The problem:
Copy out every line below that contains the string "dirt". The match is case-sensitive.

Records:
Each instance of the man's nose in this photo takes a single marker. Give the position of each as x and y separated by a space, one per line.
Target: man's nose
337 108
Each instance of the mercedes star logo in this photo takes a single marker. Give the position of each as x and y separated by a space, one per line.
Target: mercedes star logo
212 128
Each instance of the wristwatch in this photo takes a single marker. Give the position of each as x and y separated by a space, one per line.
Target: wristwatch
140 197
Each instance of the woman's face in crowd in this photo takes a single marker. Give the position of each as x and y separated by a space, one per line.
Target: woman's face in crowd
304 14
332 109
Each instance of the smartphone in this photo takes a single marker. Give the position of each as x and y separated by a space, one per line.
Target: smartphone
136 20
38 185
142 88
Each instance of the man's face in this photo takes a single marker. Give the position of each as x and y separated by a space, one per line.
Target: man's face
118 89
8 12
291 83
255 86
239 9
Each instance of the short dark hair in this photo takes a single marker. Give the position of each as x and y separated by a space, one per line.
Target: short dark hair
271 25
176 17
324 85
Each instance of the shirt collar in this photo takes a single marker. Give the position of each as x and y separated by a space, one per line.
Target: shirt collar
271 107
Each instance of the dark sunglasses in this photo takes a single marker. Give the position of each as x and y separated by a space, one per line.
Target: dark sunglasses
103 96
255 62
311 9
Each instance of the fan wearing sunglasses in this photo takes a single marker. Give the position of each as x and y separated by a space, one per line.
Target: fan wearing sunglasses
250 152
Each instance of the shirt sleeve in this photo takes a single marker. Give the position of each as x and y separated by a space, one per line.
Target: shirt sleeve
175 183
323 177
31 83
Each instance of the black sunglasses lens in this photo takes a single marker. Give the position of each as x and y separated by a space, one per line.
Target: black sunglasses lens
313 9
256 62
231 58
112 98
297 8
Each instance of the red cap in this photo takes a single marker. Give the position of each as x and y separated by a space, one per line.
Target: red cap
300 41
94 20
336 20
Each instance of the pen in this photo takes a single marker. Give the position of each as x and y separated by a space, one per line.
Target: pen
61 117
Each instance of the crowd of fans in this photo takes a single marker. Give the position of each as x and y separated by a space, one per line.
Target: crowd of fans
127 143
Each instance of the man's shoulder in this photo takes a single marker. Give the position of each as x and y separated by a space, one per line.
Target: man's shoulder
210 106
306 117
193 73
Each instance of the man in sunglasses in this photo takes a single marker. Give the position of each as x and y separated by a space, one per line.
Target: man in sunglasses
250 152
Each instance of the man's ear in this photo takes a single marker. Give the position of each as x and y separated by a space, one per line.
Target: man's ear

--

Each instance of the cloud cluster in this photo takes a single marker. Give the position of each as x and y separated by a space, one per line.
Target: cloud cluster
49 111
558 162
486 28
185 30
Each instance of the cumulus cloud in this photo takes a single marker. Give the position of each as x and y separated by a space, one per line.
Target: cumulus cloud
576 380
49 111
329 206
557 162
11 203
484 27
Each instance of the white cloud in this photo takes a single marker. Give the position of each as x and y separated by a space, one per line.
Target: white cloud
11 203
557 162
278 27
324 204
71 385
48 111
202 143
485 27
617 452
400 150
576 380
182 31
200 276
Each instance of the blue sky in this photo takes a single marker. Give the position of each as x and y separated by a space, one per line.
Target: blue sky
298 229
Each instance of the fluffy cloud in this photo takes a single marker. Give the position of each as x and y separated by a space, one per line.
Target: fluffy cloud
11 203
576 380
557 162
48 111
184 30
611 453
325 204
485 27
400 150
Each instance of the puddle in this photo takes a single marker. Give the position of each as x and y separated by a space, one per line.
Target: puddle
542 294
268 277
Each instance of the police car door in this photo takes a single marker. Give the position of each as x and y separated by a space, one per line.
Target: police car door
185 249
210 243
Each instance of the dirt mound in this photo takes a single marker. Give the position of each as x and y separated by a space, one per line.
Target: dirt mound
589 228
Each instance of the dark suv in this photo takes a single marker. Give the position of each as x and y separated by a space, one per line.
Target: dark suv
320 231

The response:
Each instance of the dirt mound in this photo takes a single marker. Give the position of each as x and y separated by a space, one per line.
Target: dirt mound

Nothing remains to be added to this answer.